Start of Text segment
The body politic
James Delingpole
If I had been given a monkey for every time someone had told me knowledgeably that Boris Johnson was a comical buffoon unfit for high office, I’d be able to open a very large ape house.
It annoys me not just because it’s not true but also because of what it says about the stupidity of the chattering classes and the potency of received ideas. Gordon Brown: prudent economist. Ken Livingstone: lovable, cheeky-chappy newt fancier. Islam: religion of peace. Etc. Most of the people who believed –— or even continue to believe — in these memes have votes, and this ought to worry the rest of us greatly.
The idiots are even more wrong about Boris. In the coming months, he’s going to have to make some very difficult political decisions, and perhaps none more difficult than how far he dares oppose the erection of that mighty Islamist propaganda tool — aka the 70,000 capacity Super Mosque — bang next to the main Tube station servicing the London Olympics stadium. If he’s going to do this without being accused of ‘Islamophobia’, he needs all that (very) silent majority of moderate Muslims out there to think he’s a jolly good egg who loves their religion of peace greatly.
End of Text segment
Start of Listed records
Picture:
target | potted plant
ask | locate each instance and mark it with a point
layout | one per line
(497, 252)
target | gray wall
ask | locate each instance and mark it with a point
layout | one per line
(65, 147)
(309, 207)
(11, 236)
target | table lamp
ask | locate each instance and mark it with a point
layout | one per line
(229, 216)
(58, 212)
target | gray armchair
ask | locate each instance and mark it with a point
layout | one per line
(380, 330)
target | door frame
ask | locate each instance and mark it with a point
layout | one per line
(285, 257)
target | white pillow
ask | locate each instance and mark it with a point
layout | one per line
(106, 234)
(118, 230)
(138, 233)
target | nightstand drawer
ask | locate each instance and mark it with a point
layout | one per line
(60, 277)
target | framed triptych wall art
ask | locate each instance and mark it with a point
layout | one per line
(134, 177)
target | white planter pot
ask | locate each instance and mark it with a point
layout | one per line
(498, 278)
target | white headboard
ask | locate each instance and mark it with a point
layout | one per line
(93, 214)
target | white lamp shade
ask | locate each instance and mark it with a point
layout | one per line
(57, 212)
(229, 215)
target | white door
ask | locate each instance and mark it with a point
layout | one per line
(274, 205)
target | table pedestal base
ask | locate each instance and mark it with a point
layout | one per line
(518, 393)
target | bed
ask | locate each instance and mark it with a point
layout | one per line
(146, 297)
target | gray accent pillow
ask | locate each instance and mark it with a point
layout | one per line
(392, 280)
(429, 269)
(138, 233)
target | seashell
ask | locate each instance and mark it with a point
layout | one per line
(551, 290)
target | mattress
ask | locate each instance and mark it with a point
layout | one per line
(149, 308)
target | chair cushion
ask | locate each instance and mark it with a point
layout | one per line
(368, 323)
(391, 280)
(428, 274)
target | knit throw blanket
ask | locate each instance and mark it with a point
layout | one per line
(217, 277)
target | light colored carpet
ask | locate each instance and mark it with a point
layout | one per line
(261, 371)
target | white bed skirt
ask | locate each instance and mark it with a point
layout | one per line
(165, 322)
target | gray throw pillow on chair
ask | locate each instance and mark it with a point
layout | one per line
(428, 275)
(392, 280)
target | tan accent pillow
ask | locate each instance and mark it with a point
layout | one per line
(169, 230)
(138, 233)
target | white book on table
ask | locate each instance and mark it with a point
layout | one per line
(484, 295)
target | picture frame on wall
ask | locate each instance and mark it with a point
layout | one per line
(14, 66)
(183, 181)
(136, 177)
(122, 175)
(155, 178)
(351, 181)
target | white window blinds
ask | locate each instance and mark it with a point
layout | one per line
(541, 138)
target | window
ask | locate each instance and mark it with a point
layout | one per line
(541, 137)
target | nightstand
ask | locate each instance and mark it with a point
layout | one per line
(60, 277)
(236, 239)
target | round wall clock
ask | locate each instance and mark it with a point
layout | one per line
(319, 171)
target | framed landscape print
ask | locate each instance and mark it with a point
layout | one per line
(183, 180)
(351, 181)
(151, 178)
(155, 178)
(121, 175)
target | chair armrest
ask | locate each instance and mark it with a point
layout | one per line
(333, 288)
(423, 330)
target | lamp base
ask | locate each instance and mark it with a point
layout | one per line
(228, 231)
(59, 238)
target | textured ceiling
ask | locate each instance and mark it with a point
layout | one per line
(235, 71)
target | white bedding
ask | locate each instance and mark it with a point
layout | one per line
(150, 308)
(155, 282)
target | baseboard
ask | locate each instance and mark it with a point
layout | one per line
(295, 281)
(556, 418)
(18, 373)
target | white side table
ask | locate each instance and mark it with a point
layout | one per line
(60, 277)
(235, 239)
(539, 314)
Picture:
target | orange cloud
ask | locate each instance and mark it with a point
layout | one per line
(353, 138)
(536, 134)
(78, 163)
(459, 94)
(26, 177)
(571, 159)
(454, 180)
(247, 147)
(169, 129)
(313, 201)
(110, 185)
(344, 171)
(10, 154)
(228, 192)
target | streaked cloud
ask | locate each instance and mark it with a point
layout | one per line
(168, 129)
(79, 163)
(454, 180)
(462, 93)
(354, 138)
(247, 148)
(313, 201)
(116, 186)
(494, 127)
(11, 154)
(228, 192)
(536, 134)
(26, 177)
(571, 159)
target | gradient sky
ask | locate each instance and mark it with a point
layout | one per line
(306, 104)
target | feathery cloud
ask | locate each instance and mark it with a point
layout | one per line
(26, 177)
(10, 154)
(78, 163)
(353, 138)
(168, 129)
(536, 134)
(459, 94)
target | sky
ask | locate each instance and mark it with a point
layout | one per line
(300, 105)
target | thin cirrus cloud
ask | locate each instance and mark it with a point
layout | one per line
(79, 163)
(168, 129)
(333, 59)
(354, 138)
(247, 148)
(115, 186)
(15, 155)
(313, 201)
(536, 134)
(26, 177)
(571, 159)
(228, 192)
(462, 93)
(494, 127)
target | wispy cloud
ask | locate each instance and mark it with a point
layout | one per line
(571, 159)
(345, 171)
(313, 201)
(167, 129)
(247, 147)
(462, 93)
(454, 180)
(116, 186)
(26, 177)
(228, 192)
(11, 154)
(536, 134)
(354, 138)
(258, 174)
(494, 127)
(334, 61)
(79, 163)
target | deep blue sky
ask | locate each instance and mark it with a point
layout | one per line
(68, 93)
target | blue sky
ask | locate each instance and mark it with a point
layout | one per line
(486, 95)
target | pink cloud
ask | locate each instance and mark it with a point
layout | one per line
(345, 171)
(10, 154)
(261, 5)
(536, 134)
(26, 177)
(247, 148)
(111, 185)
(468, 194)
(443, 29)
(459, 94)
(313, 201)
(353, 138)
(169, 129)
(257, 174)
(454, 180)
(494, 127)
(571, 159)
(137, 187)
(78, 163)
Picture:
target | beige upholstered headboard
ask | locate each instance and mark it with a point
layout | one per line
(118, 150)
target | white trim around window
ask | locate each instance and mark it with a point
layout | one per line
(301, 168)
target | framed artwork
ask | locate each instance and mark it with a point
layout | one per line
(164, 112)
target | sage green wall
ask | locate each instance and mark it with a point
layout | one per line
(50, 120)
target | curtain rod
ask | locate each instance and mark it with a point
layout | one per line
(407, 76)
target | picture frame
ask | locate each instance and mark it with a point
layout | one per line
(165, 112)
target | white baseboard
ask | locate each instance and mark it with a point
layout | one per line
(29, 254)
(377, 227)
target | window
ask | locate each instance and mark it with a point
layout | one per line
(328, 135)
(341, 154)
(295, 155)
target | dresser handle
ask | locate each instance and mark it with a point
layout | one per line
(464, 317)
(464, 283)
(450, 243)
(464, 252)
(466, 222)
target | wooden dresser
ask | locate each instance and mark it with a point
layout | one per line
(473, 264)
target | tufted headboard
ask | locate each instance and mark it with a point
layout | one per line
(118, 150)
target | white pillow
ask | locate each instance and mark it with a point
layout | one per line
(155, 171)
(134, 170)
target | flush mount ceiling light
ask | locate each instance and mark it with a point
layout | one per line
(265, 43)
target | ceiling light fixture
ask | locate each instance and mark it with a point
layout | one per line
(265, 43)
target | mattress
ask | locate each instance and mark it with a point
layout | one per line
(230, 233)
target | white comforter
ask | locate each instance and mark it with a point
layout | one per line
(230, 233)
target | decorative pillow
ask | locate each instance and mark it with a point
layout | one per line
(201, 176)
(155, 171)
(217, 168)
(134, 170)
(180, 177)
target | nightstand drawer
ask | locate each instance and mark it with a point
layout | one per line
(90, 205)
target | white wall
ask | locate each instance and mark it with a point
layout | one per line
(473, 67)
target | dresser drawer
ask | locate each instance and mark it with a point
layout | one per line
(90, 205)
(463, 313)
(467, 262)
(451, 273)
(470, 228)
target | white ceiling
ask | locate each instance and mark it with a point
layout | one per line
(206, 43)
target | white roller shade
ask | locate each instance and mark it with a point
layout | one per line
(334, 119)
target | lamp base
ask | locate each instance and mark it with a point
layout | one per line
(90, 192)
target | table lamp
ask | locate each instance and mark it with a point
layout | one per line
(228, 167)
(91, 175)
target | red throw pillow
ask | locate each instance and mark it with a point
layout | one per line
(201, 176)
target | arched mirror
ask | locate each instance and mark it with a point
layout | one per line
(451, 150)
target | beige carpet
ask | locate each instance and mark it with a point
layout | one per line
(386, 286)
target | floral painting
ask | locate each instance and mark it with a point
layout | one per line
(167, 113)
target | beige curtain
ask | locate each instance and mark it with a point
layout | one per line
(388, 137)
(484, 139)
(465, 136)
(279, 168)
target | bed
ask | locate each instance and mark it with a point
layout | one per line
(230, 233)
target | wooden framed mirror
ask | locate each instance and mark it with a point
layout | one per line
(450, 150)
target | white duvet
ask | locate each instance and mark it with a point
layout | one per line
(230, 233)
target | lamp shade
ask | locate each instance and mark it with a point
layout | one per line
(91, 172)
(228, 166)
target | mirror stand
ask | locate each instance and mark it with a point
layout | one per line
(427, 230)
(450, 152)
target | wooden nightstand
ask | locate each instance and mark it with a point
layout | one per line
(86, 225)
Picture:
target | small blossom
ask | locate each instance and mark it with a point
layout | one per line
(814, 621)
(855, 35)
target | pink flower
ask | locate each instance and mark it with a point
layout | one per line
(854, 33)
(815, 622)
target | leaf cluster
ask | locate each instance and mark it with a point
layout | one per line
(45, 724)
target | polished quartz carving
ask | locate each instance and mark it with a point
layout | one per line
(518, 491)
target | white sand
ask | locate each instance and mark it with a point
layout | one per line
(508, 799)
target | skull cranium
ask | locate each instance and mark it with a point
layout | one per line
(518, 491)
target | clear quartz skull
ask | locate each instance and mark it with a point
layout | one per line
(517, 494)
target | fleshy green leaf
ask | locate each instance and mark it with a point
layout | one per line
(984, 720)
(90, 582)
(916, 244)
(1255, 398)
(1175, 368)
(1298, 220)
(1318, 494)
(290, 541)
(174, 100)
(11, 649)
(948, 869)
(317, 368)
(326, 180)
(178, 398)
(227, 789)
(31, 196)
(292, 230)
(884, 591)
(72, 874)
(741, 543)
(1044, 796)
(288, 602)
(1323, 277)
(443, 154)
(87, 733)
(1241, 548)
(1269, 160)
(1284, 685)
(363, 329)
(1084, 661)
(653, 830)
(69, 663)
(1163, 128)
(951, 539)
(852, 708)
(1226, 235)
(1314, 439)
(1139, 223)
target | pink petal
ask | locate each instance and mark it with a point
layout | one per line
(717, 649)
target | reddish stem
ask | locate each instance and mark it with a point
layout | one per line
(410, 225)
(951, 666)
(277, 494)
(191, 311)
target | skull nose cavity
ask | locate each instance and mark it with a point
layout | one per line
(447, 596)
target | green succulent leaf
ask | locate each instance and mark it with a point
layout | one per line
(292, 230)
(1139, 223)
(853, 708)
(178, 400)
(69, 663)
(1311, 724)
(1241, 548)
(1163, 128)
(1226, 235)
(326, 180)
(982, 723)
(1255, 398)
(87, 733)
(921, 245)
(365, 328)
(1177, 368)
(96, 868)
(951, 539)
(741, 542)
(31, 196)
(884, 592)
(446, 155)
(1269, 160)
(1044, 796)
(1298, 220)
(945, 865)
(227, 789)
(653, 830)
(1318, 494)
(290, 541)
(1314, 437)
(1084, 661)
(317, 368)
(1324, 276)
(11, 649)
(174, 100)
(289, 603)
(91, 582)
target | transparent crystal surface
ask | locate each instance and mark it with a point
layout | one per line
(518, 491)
End of Listed records
**Required actions:**
1. Using the column on Boris Johnson, explain why Johnson needs moderate Muslims to think he is "a jolly good egg who loves their religion of peace."
2. Answer these from the column on Boris Johnson:
(a) Which received idea about Gordon Brown is listed?
(b) What capacity is given for the Super Mosque?
(c) Where is the Super Mosque to be built?

**Answers to the tasks:**
1. He may want to oppose the building of the 70,000-capacity Super Mosque next to the main Tube station serving the London Olympics stadium. To do that without being accused of "Islamophobia," he needs the silent majority of moderate Muslims to see him as someone who loves their religion.

2.
(a) That he is a prudent economist.
(b) 70,000.
(c) Next to the main Tube station serving the London Olympics stadium.